━━━━━ Excerto para leitura ━━━━━
Meu Deus,
como é que há pessoas que aplaudem "isto", adoram ver
"isto", patrocinam "isto" e chamam "a isto"
cultura?
António Pina, o nosso saudoso António
Pina, de uma sensibilidade incrível e humanidade também, dizia, respondendo a um dos leitores de uma sua a sua crónica :
A propósito da anterior crónica
(sobre as inclinações "culturais" da Câmara de Vinhais, que decidiu
iniciar os seus munícipes nos prazeres "exquis" da brutalidade e
tortura pública de animais) escreve-me um leitor dizendo, em abono da tourada,
que Hemingway e Picasso gostavam do espectáculo. Não só eles, acrescento eu, e
de touradas e coisas piores...
Escritores e artistas raramente são
exemplos morais recomendáveis. Céline, escritor maior (mesmo não sendo a
literatura um campeonato) que Hemingway, partilhou com Hitler, além do desprezo
pelas mulheres, o gosto pela carnificina de judeus, e Picasso, juntamente com
as touradas, teve outra devoção não menos sangrenta, Estaline.
━━━━━
• Problema proposto A:
Enumere todas as pessoas referidas pelo nome no excerto sobre as touradas.
• Problema proposto B:
Reproduza o excerto sobre as touradas desde "António Pina, o" até "menos sangrenta, Estaline.".
As linhas que se seguem não são necessárias.
━━━━━ Dados fornecidos ━━━━━
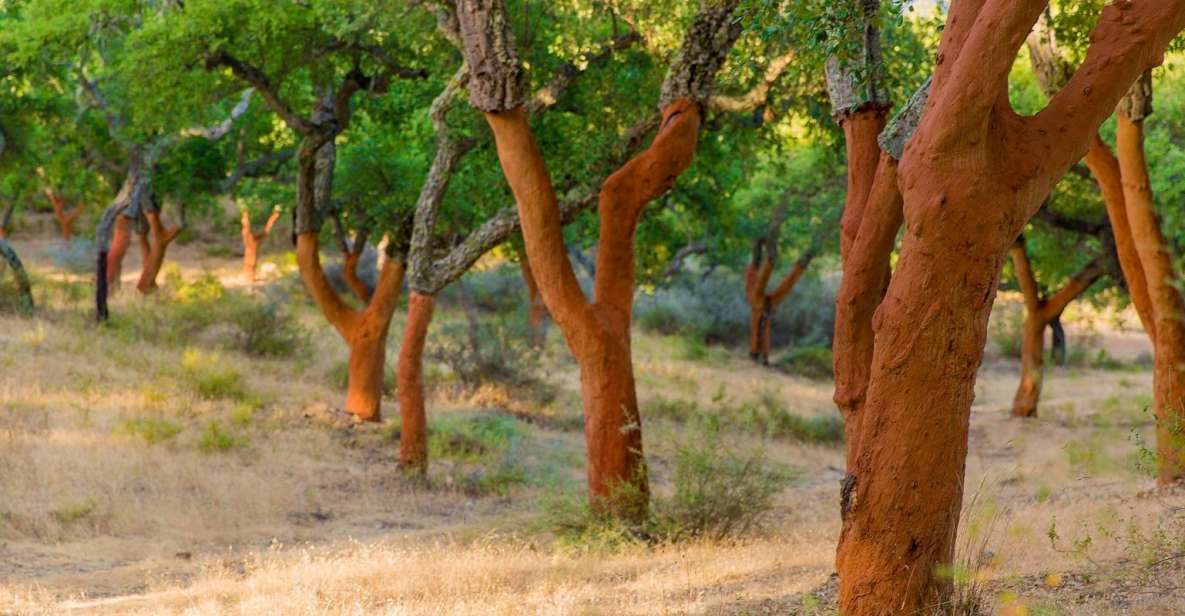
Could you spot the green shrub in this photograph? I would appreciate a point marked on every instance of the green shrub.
(216, 438)
(152, 429)
(1006, 328)
(718, 493)
(211, 379)
(486, 448)
(813, 363)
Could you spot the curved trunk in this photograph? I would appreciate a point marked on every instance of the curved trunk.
(24, 290)
(866, 271)
(537, 310)
(1032, 357)
(1167, 306)
(161, 238)
(121, 241)
(250, 248)
(410, 383)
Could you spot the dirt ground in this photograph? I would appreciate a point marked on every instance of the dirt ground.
(303, 515)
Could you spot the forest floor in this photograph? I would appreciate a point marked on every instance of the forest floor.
(143, 472)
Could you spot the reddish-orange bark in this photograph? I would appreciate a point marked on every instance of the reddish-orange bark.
(251, 242)
(154, 255)
(1039, 313)
(1165, 297)
(350, 273)
(597, 333)
(971, 177)
(364, 331)
(414, 428)
(64, 219)
(121, 239)
(537, 310)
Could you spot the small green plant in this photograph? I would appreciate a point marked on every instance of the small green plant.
(74, 511)
(216, 438)
(152, 429)
(211, 379)
(486, 448)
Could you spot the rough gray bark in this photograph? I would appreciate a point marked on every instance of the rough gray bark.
(857, 82)
(498, 82)
(1050, 66)
(901, 128)
(706, 46)
(24, 290)
(1137, 104)
(449, 152)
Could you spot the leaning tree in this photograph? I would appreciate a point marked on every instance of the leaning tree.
(597, 332)
(973, 173)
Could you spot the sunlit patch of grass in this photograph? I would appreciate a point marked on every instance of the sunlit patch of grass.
(216, 438)
(152, 429)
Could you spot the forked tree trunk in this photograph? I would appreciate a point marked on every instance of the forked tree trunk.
(972, 175)
(763, 305)
(597, 332)
(1039, 314)
(410, 384)
(350, 274)
(157, 248)
(364, 331)
(252, 241)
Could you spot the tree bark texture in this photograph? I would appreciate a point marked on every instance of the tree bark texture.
(410, 383)
(971, 177)
(252, 241)
(364, 331)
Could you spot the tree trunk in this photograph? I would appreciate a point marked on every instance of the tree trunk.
(64, 219)
(121, 242)
(1032, 357)
(1167, 306)
(161, 238)
(1057, 346)
(537, 310)
(24, 290)
(364, 331)
(410, 383)
(350, 274)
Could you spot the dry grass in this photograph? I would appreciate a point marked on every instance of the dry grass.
(305, 517)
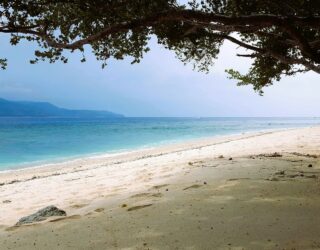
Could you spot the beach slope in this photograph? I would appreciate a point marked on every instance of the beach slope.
(251, 191)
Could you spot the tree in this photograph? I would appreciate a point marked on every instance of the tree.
(281, 37)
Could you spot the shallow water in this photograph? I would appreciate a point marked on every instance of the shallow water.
(34, 141)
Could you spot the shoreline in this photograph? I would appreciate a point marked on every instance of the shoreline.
(114, 153)
(252, 191)
(143, 149)
(95, 161)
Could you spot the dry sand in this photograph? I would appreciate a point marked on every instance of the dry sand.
(184, 196)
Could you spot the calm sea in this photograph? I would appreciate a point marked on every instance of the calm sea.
(34, 141)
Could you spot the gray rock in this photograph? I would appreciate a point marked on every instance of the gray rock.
(41, 215)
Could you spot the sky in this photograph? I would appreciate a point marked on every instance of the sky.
(160, 86)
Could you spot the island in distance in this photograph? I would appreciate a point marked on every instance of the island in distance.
(45, 109)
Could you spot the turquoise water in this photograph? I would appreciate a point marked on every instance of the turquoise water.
(34, 141)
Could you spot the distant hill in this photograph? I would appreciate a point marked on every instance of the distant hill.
(45, 109)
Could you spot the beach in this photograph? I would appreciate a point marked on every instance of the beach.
(257, 190)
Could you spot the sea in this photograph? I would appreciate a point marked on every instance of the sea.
(26, 142)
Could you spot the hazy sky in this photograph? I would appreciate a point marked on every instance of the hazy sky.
(159, 86)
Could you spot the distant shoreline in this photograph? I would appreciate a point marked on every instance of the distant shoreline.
(97, 159)
(142, 149)
(245, 183)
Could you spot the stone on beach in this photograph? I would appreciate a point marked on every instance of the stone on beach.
(41, 215)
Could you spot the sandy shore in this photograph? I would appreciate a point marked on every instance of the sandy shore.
(229, 192)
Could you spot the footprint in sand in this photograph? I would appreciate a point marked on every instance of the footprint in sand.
(72, 217)
(193, 186)
(99, 210)
(160, 186)
(139, 207)
(79, 205)
(141, 195)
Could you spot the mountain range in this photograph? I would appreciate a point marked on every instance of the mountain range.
(45, 109)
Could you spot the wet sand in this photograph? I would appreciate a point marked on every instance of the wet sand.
(251, 191)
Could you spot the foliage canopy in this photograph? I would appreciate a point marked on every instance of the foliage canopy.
(282, 37)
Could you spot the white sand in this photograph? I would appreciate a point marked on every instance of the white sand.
(211, 202)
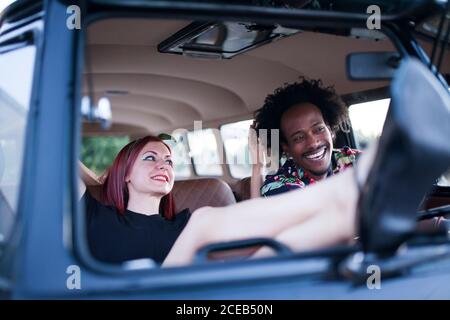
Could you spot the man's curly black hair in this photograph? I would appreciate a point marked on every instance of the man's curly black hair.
(333, 109)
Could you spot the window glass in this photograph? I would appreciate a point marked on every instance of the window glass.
(235, 140)
(204, 152)
(16, 77)
(367, 120)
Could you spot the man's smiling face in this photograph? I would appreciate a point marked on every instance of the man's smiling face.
(308, 139)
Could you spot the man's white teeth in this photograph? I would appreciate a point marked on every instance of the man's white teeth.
(159, 178)
(317, 156)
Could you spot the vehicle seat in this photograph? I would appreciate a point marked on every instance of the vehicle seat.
(197, 193)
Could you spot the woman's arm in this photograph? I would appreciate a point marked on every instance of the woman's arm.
(320, 215)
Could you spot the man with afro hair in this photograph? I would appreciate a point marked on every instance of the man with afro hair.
(306, 115)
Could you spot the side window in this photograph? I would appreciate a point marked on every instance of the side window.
(16, 76)
(205, 152)
(235, 140)
(98, 153)
(367, 120)
(180, 156)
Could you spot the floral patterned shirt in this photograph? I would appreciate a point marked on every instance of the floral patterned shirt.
(289, 177)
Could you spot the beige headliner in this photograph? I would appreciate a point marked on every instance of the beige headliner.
(171, 91)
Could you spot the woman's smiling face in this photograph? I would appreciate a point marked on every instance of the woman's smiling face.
(309, 139)
(152, 172)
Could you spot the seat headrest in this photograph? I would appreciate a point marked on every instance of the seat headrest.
(194, 194)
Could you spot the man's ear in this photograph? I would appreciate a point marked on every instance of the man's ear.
(333, 134)
(285, 147)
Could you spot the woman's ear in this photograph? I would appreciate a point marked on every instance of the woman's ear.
(285, 148)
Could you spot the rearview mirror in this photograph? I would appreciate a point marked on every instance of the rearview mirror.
(372, 65)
━━━━━
• Resultado final A:
António Pina, Hemingway, Picasso, Céline, Hitler, Estaline

• Resultado final B:
António Pina, o nosso saudoso António
Pina, de uma sensibilidade incrível e humanidade também, dizia, respondendo a um dos leitores de uma sua a sua crónica :
A propósito da anterior crónica
(sobre as inclinações "culturais" da Câmara de Vinhais, que decidiu
iniciar os seus munícipes nos prazeres "exquis" da brutalidade e
tortura pública de animais) escreve-me um leitor dizendo, em abono da tourada,
que Hemingway e Picasso gostavam do espectáculo. Não só eles, acrescento eu, e
de touradas e coisas piores...
Escritores e artistas raramente são
exemplos morais recomendáveis. Céline, escritor maior (mesmo não sendo a
literatura um campeonato) que Hemingway, partilhou com Hitler, além do desprezo
pelas mulheres, o gosto pela carnificina de judeus, e Picasso, juntamente com
as touradas, teve outra devoção não menos sangrenta, Estaline.